#### Document excerpt ####
That’s a good point actually: the -tempdir option only specifies the location where the script will create its own temporary working directory; it does not influence the location used by MRtrix3 commands when creating temporary files for e.g. piping. I think I might have hit this snag before myself due to an explicit RAMFS being used for /tmp/.

Rather than using the -tempdir option, try setting the TmpFileDir key within your MRtrix config file to something that’s guaranteed to have more storage space.

mvaessen · May 20, 2016, 3:00pm

Thanks all, I was able to solve the problem!
Athough just setting the TmpFileDir to something where there is space was not enough, as this only influenses where the piping intermediate files are stored apperantly.
The subcommand from the script with the recursive tournier algo makes a temp dir in the system default temp dir, and this script produces A LOT of data. The individual iterations are not cleared but stored until it’s finished. I had to symlink my /tmp to something else and then it worked just fine!

Perhaps it could be nice to pass on the -tempdir setting to the iterative part for msmt option?

-M

jdtournier · May 20, 2016, 3:04pm

OK, sounds like we really need to forward that tempdir option on in recursive calls. But I think we also need to remove intermediate files as soon as they’re no longer needed. I also just noticed that all files produced for every iteration are stored until completion (and beyond if -nocleanup is supplied), and for HCP data that would equate to a massive amount of storage… So we should only keep data from the previous iteration, unless the -nocleanup option has been supplied. @rsmith, what do you reckon?

rsmith · May 23, 2016, 3:33am

Yep, both of those should be possible. I’ll get on to that.

nadluru · June 1, 2016, 4:01pm

Hi Rob,

I am facing an issue where dwi2fod is failing on some 5th iteration within the dwi2response script. I did notice that dwiextract within dwi2response etc. seem to be using /tmp/dwi* despite me specifying -tempdir and my /tmp currently has only about 14 GB on it.
#### Entries ####
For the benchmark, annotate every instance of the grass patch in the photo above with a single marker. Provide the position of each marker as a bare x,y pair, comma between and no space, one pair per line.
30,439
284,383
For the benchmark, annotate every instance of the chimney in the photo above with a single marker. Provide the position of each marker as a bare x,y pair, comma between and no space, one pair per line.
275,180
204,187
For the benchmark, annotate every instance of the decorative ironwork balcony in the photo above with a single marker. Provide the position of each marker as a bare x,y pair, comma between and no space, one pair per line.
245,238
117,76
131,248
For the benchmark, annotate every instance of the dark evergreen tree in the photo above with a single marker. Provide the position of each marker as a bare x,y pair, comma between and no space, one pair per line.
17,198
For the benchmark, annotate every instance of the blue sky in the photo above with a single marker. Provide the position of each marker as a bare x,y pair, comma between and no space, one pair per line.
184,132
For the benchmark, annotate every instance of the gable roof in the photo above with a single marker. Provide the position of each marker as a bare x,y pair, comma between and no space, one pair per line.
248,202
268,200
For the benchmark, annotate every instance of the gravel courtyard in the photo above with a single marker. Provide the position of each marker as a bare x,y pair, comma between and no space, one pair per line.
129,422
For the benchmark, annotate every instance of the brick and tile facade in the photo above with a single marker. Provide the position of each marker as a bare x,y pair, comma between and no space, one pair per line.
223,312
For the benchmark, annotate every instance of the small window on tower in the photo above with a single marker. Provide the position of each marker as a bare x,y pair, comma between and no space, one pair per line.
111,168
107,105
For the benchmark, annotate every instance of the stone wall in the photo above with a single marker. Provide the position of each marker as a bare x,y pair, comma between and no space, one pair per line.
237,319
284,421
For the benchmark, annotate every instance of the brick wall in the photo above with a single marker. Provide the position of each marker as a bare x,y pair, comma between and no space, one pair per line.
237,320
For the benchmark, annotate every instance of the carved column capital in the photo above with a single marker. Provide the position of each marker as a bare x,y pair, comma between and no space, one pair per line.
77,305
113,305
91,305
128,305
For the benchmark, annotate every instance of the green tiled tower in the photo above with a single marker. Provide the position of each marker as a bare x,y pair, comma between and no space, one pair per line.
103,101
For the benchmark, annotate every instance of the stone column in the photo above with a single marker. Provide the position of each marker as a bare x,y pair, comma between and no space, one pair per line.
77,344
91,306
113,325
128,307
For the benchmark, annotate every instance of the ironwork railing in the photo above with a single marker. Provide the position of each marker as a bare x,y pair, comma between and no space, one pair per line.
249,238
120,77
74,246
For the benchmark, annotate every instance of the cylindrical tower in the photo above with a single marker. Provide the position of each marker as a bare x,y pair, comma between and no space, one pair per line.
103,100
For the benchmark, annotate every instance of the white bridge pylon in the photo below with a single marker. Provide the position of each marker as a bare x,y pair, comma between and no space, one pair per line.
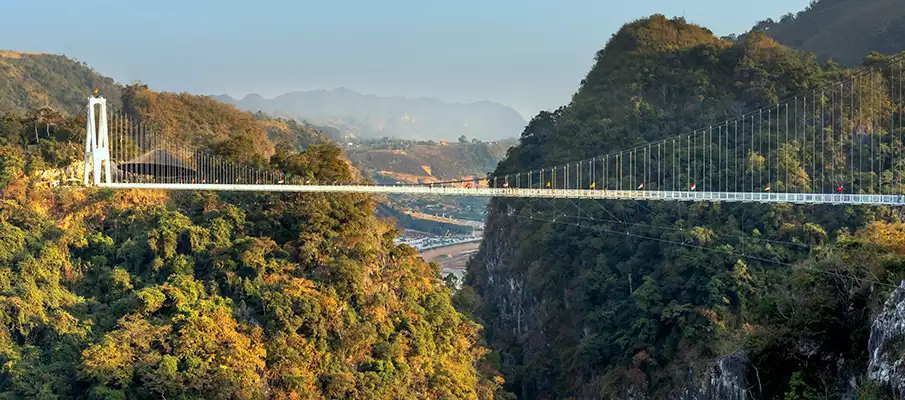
97,142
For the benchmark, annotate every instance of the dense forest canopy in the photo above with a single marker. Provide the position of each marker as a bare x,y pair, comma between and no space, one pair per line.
31,81
145,294
641,306
842,30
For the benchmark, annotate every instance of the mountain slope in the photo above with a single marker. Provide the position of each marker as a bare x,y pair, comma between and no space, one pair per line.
29,81
660,300
843,30
178,295
368,116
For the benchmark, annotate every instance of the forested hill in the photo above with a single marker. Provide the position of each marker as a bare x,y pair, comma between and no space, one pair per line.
842,30
657,300
31,81
185,295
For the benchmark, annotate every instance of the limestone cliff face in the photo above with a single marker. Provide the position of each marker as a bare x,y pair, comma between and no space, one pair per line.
887,345
725,380
520,326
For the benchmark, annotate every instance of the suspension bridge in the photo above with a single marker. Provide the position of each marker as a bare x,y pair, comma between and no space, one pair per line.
840,143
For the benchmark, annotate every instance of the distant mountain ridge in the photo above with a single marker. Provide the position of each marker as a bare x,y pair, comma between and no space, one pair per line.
369,116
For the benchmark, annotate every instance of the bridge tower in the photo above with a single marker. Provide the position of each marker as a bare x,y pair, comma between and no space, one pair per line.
97,142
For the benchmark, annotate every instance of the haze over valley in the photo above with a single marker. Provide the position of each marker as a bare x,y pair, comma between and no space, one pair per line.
655,200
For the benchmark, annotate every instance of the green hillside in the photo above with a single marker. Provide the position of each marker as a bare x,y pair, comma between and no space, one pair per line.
641,300
843,30
31,81
148,295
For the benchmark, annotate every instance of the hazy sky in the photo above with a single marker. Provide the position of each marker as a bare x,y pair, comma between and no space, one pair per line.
528,54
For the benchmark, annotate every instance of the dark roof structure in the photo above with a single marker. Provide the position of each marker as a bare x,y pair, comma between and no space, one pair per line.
160,163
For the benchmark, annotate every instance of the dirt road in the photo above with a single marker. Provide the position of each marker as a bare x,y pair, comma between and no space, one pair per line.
452,258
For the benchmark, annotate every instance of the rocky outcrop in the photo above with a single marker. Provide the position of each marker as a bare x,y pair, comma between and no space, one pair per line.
725,381
887,344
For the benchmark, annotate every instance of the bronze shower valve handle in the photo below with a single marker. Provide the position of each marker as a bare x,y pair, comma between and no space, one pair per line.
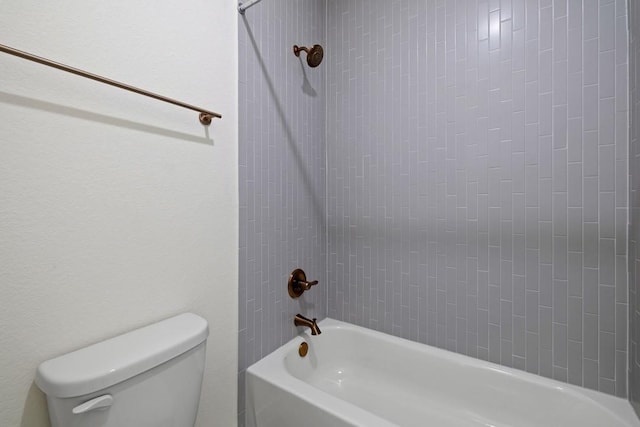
314,54
298,283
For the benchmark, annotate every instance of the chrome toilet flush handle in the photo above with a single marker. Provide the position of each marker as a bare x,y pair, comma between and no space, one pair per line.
298,283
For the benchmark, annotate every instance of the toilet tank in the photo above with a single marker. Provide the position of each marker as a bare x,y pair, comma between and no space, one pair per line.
149,377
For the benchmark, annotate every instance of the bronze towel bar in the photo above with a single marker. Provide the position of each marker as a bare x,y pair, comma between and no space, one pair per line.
205,116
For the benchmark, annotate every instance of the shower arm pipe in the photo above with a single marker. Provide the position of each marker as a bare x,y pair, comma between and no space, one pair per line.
246,5
205,115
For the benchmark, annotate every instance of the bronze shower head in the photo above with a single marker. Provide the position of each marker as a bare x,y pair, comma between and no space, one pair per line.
314,55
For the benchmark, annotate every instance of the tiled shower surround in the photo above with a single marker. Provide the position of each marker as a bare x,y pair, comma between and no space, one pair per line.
476,177
282,158
634,205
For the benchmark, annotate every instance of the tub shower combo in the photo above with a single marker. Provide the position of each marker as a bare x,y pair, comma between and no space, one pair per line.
352,376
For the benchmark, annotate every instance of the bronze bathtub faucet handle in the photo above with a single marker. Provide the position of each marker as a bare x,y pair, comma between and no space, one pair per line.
298,283
300,320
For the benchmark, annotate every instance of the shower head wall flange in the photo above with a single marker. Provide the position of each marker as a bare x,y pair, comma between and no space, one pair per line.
314,54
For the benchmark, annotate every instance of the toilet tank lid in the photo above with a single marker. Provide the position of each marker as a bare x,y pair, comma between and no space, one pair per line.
117,359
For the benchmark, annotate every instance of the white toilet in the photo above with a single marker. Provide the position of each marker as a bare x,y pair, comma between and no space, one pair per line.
150,377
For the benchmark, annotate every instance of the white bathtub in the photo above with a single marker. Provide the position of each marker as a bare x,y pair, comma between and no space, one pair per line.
354,376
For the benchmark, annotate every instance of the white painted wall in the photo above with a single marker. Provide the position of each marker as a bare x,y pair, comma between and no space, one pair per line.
116,210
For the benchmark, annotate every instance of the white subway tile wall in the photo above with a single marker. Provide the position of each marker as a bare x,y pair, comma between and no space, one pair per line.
####
**Set problem A:** In the forum thread, reproduce the stretch from "jdtournier · May" through "on to that.", swapping "recursive calls" for "nested calls".
**Set problem B:** List every username in the forum thread that appears with a post date and time.
**Set problem C:** In the forum thread, what did mvaessen do to get the script working?
Use only the forum thread to complete these tasks.

**Task answer A:**
jdtournier · May 20, 2016, 3:04pm

OK, sounds like we really need to forward that tempdir option on in nested calls. But I think we also need to remove intermediate files as soon as they’re no longer needed. I also just noticed that all files produced for every iteration are stored until completion (and beyond if -nocleanup is supplied), and for HCP data that would equate to a massive amount of storage… So we should only keep data from the previous iteration, unless the -nocleanup option has been supplied. @rsmith, what do you reckon?

rsmith · May 23, 2016, 3:33am

Yep, both of those should be possible. I’ll get on to that.

**Task answer B:** mvaessen, jdtournier, rsmith, nadluru

**Task answer C:** Symlinked /tmp to something else.